- **PROBLEM DESCRIPTION**: Please output every one of the rows below verbatim, adding nothing and leaving nothing out.

- **DATA FOR PROCESSING**:
────────────────────────────────────────

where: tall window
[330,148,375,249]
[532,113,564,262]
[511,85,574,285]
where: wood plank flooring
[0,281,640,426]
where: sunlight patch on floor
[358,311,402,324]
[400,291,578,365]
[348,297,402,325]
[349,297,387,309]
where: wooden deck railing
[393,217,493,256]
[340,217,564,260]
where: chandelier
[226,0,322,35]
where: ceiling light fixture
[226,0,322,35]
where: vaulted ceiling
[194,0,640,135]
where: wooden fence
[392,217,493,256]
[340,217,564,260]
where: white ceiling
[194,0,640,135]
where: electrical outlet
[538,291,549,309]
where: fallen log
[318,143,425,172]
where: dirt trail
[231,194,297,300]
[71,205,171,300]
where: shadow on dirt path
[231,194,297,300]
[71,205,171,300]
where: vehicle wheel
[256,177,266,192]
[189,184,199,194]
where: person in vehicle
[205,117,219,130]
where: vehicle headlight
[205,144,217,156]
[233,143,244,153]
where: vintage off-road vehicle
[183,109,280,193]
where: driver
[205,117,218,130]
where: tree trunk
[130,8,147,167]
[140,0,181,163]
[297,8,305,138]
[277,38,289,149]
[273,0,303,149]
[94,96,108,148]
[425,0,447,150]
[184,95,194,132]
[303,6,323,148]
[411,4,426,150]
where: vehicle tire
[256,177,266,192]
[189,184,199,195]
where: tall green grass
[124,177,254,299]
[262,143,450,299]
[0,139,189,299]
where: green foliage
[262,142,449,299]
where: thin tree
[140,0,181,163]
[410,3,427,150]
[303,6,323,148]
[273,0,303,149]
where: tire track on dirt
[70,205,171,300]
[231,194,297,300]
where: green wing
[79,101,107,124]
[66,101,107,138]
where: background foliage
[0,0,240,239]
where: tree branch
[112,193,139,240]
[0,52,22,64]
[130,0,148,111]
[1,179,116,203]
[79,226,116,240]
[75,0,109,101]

────────────────────────────────────────

- **OUTPUT FOR THIS TASK**:
where: tall window
[330,148,375,249]
[532,113,564,262]
[511,85,574,285]
where: wood plank flooring
[0,281,640,426]
where: sunlight patch on floor
[358,311,402,324]
[400,291,578,365]
[348,297,402,325]
[349,297,387,309]
where: wooden deck railing
[393,217,493,256]
[340,217,564,260]
where: chandelier
[226,0,322,35]
where: ceiling light fixture
[226,0,322,35]
where: vaulted ceiling
[194,0,640,135]
where: wooden fence
[392,217,493,256]
[340,217,564,260]
where: white ceiling
[194,0,640,135]
where: electrical outlet
[538,291,549,309]
where: fallen log
[318,143,425,172]
where: dirt trail
[231,194,297,300]
[71,205,171,300]
where: shadow on dirt path
[231,194,297,300]
[71,205,171,300]
where: vehicle wheel
[256,177,266,192]
[189,184,199,194]
where: person in vehicle
[205,117,219,130]
where: vehicle headlight
[205,144,217,156]
[233,143,244,153]
where: vintage off-road vehicle
[183,109,280,193]
where: driver
[205,117,218,130]
where: tree trunk
[130,8,147,167]
[140,0,181,163]
[297,8,305,138]
[277,38,289,149]
[273,0,303,149]
[94,96,108,148]
[425,0,447,150]
[184,95,194,132]
[303,6,323,148]
[411,4,426,150]
where: vehicle tire
[256,177,266,192]
[189,184,199,195]
where: tall green grass
[124,177,254,299]
[262,143,450,299]
[0,139,189,299]
where: green foliage
[262,142,449,299]
where: thin tree
[140,0,181,163]
[410,3,427,150]
[303,6,323,148]
[273,0,303,149]
where: tire track on dirt
[70,205,171,300]
[231,194,297,300]
where: green wing
[79,101,107,124]
[66,101,107,138]
where: background foliage
[0,0,240,239]
where: tree branch
[112,193,139,240]
[0,52,22,64]
[130,0,148,111]
[1,179,116,203]
[79,226,116,240]
[75,0,109,101]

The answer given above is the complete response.